Region pointing data
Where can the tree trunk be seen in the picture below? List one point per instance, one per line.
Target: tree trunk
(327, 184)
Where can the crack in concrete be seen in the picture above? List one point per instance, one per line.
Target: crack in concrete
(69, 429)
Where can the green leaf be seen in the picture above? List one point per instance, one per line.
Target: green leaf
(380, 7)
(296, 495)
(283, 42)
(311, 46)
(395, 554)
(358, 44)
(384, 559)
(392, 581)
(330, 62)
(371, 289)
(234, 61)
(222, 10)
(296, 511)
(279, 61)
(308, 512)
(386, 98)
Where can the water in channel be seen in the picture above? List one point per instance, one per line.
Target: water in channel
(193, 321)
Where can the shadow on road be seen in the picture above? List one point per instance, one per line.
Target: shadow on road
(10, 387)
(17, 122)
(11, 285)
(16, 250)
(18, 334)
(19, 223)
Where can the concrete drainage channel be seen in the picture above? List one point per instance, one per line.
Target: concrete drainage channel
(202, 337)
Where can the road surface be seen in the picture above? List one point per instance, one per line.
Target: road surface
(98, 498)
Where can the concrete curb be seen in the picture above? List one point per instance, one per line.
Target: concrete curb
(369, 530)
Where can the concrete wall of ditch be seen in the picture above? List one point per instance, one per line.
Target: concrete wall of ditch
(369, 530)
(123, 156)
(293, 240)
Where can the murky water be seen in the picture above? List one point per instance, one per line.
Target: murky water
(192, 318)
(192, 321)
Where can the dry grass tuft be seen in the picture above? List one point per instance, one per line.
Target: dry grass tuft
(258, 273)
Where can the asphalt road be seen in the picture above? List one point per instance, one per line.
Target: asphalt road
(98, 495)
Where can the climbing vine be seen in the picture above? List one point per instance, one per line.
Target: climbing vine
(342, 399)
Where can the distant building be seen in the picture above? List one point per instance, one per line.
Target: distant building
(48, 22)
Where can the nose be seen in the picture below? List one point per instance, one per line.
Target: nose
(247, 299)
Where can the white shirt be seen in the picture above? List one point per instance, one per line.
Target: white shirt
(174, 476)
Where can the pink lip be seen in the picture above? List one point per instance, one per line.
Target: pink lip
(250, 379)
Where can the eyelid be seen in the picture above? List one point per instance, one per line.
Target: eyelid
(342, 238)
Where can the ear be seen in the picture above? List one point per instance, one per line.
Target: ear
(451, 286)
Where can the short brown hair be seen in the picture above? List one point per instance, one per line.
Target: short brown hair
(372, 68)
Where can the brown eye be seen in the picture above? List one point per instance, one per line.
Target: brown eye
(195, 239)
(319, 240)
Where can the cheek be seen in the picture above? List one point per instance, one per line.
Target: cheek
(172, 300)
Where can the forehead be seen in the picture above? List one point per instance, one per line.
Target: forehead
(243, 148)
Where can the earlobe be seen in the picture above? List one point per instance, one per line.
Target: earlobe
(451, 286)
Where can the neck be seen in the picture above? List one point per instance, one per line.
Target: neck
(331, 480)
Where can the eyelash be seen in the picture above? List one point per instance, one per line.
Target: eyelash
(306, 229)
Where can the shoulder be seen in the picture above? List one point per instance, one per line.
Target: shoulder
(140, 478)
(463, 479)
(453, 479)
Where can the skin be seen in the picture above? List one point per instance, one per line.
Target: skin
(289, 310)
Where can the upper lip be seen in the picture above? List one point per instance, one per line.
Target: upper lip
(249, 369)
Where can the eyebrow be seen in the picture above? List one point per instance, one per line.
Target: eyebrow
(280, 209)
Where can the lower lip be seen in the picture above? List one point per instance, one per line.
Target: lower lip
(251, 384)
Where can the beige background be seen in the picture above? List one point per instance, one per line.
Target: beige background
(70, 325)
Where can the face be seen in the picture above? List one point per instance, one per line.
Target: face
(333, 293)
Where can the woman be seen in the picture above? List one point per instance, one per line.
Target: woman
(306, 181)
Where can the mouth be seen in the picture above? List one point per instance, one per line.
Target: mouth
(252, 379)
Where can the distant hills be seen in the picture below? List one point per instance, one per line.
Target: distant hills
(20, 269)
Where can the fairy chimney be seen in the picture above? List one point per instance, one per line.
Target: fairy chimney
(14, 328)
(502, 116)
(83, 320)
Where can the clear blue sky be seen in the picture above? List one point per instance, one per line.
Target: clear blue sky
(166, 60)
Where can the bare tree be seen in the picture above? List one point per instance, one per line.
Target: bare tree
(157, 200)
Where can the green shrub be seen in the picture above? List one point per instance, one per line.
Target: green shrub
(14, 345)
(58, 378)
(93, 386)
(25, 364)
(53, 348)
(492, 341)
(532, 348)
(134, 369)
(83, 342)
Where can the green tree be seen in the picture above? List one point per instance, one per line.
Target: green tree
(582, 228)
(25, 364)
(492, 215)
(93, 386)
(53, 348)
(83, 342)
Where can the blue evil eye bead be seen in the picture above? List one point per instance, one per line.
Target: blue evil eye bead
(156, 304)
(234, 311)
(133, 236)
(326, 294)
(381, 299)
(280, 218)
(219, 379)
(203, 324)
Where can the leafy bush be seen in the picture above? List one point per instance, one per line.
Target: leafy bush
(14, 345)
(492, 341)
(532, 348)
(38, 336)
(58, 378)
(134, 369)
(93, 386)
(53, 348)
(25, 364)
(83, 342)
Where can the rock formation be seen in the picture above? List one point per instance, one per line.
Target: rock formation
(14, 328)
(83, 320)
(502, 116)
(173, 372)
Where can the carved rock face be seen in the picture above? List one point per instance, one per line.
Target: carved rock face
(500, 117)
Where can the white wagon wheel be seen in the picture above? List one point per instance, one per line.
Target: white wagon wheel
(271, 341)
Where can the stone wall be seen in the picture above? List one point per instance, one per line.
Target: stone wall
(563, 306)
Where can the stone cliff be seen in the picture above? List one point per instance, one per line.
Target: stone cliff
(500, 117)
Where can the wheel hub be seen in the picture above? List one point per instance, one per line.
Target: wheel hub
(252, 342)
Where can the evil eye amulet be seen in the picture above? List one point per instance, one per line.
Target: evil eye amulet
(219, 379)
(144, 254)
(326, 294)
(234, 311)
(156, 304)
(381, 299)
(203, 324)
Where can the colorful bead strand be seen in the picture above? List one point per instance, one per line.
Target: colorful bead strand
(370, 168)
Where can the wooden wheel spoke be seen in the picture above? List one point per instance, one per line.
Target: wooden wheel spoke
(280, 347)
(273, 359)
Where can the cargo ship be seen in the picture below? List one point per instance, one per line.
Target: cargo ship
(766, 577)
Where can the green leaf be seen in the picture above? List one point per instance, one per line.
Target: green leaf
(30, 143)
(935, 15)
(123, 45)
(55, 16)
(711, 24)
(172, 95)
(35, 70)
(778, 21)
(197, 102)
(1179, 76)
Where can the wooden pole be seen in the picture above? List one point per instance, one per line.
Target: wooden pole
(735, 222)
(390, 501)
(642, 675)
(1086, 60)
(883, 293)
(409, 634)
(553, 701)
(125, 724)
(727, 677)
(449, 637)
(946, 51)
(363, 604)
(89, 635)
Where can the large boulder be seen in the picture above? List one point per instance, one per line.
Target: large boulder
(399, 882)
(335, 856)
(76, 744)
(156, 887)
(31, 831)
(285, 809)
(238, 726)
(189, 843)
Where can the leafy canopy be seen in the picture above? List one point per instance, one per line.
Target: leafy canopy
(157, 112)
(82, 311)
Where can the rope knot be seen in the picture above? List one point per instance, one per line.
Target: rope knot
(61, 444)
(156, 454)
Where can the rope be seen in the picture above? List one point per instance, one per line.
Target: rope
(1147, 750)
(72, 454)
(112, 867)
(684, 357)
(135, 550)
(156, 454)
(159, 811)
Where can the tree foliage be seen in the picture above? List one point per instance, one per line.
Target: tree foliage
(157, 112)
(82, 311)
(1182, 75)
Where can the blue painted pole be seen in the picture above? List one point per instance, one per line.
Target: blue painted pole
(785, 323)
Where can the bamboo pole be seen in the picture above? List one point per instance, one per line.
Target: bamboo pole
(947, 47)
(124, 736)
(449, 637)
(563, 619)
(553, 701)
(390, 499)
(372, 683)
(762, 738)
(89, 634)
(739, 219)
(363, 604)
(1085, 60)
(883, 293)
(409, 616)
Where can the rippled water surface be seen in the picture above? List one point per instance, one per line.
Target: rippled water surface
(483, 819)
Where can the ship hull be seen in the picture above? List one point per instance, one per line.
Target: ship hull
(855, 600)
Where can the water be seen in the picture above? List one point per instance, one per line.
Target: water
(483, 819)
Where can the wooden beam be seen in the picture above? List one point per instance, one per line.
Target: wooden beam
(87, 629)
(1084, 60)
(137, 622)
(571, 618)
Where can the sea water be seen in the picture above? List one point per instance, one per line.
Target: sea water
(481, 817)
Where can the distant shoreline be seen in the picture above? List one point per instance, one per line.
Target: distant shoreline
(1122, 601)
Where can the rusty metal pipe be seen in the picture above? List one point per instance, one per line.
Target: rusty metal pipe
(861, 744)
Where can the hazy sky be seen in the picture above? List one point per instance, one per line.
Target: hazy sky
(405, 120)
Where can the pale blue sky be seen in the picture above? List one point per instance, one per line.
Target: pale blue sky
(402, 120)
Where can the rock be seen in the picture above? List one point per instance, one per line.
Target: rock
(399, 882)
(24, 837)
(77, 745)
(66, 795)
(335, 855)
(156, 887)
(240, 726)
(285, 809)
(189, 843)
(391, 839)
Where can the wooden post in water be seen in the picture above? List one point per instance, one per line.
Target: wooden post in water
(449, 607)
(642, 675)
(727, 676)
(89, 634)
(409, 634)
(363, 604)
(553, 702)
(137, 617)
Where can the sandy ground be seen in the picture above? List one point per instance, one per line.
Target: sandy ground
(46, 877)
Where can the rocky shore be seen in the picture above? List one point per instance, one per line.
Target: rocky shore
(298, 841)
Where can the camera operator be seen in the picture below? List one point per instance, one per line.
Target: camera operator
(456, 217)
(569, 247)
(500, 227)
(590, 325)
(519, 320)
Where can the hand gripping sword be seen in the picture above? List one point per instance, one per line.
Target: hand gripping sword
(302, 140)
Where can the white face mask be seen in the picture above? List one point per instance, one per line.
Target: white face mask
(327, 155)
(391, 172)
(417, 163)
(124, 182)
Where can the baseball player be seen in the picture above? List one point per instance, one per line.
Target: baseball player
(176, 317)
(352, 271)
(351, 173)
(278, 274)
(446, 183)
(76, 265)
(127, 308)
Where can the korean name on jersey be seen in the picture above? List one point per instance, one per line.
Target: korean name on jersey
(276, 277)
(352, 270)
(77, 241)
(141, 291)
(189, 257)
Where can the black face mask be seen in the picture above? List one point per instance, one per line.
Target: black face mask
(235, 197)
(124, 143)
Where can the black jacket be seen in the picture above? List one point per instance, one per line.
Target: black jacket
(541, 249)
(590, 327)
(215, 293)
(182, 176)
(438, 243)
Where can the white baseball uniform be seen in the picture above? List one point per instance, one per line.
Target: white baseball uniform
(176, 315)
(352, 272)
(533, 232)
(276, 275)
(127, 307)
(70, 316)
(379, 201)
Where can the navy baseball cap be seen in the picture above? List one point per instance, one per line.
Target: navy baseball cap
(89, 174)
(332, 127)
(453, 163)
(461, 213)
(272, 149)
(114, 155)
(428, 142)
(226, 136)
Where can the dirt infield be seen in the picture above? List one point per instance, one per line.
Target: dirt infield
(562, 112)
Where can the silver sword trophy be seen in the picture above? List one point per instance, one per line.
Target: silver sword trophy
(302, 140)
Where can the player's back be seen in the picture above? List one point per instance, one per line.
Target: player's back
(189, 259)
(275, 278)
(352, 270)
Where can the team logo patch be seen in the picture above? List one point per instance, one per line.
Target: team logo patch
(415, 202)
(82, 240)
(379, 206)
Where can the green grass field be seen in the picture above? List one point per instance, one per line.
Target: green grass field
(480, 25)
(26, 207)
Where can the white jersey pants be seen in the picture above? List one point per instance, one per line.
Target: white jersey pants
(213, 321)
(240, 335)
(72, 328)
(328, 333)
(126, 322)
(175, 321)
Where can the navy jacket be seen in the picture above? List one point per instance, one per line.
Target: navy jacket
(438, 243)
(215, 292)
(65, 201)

- Goal of the exercise
Beginning at the line with "Target: camera operator" and stopping after the line with "Where can the white face", please write out every line of the data above exactly and nothing else.

- Answer
Target: camera operator
(456, 217)
(569, 247)
(500, 227)
(590, 325)
(519, 320)
Where can the hand gripping sword be seen in the picture above? List one point per instance, one per line.
Target: hand gripping sword
(302, 140)
Where can the white face mask be seen in the picture above? List one point per instance, one per line.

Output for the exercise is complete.